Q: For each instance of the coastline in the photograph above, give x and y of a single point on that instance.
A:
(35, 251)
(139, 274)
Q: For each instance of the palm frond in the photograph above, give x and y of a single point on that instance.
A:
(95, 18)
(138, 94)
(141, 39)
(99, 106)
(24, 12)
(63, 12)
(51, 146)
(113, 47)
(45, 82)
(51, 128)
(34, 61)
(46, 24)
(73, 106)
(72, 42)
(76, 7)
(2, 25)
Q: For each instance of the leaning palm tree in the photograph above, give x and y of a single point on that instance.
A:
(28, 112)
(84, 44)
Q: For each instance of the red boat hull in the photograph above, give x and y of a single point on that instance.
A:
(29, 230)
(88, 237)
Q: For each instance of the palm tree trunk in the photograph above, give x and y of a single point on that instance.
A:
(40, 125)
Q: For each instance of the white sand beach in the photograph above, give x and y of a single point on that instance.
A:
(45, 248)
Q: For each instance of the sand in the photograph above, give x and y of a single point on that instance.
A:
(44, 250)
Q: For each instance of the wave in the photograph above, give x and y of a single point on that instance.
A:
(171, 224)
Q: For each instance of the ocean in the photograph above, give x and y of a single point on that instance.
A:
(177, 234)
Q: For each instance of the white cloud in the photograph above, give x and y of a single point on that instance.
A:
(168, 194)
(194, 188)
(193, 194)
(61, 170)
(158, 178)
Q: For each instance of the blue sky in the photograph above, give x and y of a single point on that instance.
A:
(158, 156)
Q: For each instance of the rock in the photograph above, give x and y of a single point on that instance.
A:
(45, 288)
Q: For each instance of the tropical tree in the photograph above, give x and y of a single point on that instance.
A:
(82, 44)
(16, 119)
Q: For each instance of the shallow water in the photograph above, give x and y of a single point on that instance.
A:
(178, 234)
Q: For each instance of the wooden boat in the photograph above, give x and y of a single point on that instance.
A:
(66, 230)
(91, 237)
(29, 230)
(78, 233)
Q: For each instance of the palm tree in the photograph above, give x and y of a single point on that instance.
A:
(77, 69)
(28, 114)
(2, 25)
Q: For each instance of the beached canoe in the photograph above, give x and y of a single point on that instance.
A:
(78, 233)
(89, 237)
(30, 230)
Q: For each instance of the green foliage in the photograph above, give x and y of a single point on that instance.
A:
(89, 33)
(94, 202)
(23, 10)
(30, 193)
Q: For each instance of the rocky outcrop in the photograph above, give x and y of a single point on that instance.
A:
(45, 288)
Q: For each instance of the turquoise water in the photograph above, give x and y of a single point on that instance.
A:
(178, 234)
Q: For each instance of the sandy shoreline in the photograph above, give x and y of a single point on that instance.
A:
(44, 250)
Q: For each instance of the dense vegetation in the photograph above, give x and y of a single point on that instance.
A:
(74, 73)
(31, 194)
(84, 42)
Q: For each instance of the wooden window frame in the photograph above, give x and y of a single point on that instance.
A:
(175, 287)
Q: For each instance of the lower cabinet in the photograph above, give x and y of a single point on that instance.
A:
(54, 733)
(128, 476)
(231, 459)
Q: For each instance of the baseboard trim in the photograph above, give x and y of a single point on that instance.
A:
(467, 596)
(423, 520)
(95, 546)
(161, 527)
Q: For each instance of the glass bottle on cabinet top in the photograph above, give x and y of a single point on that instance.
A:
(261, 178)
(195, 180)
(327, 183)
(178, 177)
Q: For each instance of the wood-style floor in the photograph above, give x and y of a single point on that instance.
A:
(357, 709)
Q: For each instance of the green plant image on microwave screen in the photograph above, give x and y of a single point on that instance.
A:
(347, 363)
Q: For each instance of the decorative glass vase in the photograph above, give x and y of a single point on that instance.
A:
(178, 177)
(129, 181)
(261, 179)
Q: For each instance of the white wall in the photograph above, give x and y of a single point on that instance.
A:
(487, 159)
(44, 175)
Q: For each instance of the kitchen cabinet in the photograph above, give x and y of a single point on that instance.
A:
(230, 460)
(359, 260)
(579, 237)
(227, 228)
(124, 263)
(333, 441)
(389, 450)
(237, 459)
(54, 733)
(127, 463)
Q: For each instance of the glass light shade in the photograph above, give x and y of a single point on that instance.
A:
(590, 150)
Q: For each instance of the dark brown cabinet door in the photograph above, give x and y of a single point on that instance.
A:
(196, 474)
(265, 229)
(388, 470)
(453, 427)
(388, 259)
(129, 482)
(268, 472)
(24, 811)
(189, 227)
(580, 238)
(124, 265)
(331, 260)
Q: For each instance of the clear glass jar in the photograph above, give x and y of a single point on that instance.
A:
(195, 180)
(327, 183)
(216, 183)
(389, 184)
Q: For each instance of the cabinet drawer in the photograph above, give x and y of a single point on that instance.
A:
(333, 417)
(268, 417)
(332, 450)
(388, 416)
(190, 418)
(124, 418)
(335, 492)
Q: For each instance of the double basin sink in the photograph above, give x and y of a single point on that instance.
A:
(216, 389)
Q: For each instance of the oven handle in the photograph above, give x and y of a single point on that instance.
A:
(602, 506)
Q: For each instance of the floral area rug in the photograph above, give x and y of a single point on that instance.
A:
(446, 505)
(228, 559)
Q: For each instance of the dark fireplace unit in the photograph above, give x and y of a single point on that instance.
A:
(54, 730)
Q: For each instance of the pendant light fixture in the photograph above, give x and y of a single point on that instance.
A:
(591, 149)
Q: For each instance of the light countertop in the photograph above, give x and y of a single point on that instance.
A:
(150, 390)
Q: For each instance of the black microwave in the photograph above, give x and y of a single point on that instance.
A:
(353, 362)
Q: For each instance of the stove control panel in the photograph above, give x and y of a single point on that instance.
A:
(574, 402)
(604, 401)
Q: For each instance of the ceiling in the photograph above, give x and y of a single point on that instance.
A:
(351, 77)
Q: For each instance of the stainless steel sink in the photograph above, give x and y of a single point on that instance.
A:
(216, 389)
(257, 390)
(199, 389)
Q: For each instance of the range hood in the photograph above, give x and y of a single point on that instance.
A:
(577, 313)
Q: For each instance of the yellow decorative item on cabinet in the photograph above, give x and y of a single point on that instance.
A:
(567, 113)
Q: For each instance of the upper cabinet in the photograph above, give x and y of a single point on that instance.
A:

__What to do__
Starting with the first line of the records, repeat every line up to and including the one containing "Q: For each instance of the red", and nothing else.

__Answer to this problem__
Q: For each instance of the coastline in the photograph above, give x and y of a single point on that instance.
A:
(35, 251)
(139, 274)
Q: For each instance of the palm frond in the photograph above, give x and y of a single point on that instance.
A:
(95, 18)
(138, 94)
(141, 39)
(99, 106)
(24, 12)
(63, 12)
(51, 146)
(113, 47)
(45, 82)
(51, 128)
(34, 61)
(46, 24)
(73, 106)
(72, 42)
(76, 7)
(2, 25)
Q: For each instance of the leaning palm tree in the photograph above, give x and y of a single point on that instance.
A:
(28, 112)
(84, 44)
Q: For each instance of the red boat hull in the photograph above, give x and y of a single point on that instance.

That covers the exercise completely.